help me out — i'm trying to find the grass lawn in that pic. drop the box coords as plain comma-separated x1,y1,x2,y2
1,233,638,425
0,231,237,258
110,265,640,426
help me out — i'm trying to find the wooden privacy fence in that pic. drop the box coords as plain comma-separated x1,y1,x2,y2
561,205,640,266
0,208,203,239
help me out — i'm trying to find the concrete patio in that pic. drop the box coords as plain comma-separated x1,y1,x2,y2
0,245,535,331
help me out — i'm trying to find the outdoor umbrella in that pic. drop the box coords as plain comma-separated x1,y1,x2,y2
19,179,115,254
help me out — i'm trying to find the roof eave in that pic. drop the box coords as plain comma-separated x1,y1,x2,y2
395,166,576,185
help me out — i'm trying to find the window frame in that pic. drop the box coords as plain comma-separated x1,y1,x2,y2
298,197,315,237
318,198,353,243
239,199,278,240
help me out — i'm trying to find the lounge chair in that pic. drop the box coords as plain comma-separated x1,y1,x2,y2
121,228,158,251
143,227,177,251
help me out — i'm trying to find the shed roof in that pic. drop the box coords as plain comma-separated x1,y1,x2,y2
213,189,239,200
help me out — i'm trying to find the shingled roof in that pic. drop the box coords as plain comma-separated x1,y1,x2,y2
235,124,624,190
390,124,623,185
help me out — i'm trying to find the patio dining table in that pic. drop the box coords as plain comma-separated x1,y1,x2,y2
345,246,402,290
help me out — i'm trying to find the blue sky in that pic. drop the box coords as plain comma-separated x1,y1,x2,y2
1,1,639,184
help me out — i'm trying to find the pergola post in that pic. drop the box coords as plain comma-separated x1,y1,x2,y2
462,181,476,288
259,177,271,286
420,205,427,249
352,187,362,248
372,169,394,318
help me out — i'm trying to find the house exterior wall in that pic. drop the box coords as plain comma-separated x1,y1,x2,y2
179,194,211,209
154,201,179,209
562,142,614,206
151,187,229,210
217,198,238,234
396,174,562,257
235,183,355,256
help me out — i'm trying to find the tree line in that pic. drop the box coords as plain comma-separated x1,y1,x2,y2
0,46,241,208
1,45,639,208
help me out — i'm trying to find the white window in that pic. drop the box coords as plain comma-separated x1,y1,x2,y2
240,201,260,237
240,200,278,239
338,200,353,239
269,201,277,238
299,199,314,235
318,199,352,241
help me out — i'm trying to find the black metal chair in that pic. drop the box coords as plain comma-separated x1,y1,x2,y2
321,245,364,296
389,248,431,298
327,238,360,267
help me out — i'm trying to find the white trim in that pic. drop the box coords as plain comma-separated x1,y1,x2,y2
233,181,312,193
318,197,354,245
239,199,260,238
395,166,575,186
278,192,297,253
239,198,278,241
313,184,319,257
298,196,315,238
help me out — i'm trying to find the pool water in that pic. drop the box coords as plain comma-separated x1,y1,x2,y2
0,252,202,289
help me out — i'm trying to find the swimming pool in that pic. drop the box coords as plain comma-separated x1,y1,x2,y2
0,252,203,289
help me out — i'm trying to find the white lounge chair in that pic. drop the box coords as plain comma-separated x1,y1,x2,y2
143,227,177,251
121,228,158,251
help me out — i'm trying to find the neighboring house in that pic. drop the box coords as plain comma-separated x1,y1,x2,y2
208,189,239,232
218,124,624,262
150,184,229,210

+ + +

> [Problem details]
Would you return all of the data exactly as it stands above?

> [Response to this exercise]
help me out — i'm trying to find the grass lawn in that pic. drop the box coords as plain comma-separated x1,y1,x2,y2
1,233,638,425
0,231,237,258
110,265,640,426
help me out — i'm trying to find the wooden privacy fence in that pic. drop the box coords as plain comma-separated x1,y1,x2,y2
561,205,640,266
0,208,203,239
help me out — i'm trying to find the concrete patio in that pic. drop the box coords as plain comma-separated x1,y1,x2,y2
0,245,535,331
help me out — i'm trying to find the outdoor umbrella in that pic. drop the box coords as plain comma-separated x1,y1,x2,y2
19,179,115,254
help me out — i'm trying to find the roof eave in that pic. drop the box coords as plain comma-separated x1,y1,x2,y2
395,166,576,185
help me out — i'm trying to find the window frame in that pic. drop the box coords as plain comma-separated x1,y1,x2,y2
298,197,315,237
318,198,353,243
239,199,278,240
help me out — i'm trying to find the lounge chair in that pic. drop the box coords as plain comma-separated x1,y1,x2,y2
121,228,158,251
143,227,177,251
help me out — i'm trying to find the shed roof in that pic. drop the box coords as plain comma-separated x1,y1,x2,y2
213,189,239,200
help me out — i'm trying to find the shingled roof in that pic. drop the box coords as plain comma-separated x1,y1,x2,y2
235,124,624,190
390,124,623,185
help me out — i'm trying to find the patio dining table in that pic. drop the box coords as plain comma-separated x1,y1,x2,y2
345,246,402,290
help me out — i'm trying to find the blue sky in that pic. drop the box coords as plain comma-separated x1,y1,x2,y2
1,1,639,184
help me out — i'm trying to find the pergola post in that pic. drop the box coords as plain comma-separated x1,y1,x2,y2
462,181,476,288
259,177,271,286
420,205,427,249
352,187,362,248
372,169,394,318
help me out — i'm trying to find the house exterior wall in that pic. drop the box coords as plain comma-separated x1,y1,x2,y2
179,194,211,209
154,201,179,209
562,142,614,206
151,187,229,210
217,198,238,234
396,174,562,257
235,183,355,256
help me out — i'm trying to find the tree line in that pic. drop the box coords as plain comma-separated x1,y1,x2,y2
0,46,241,208
1,45,639,208
help me out — i'm trying to find the white window in that pic. drop the box coords as plain comma-separated x1,y1,x2,y2
240,201,260,237
240,200,278,239
338,200,353,239
269,201,277,238
299,199,314,235
318,199,352,241
help me out — i'm trying to find the black metal chair in that pic. drop the box coords as plain comma-separated x1,y1,x2,y2
321,245,364,296
389,248,431,298
327,238,360,267
help me out — i'm trying to find the white trim in that pic. drop the box coords as plain comma-separated x1,y1,x2,y2
233,181,312,193
318,197,354,245
239,199,260,238
395,166,575,186
278,192,297,253
239,198,278,241
313,184,319,257
298,196,315,238
help me out — i'm trying to find the pool water in that pic. drop the box coords as plain comma-separated x1,y1,x2,y2
0,252,202,289
help me out — i'm trying to find the swimming pool in that pic. drop the box coords as plain comma-separated x1,y1,x2,y2
0,252,203,289
help me out — i'm trying to find the white lounge chair in that pic. drop the box coords as plain comma-separated x1,y1,x2,y2
143,227,177,251
121,228,158,251
help me out — i'm trying to find the neighboring house in that pic. drop the box coords as plain comma-separated x1,y1,x2,y2
208,189,239,232
218,124,624,262
150,184,229,210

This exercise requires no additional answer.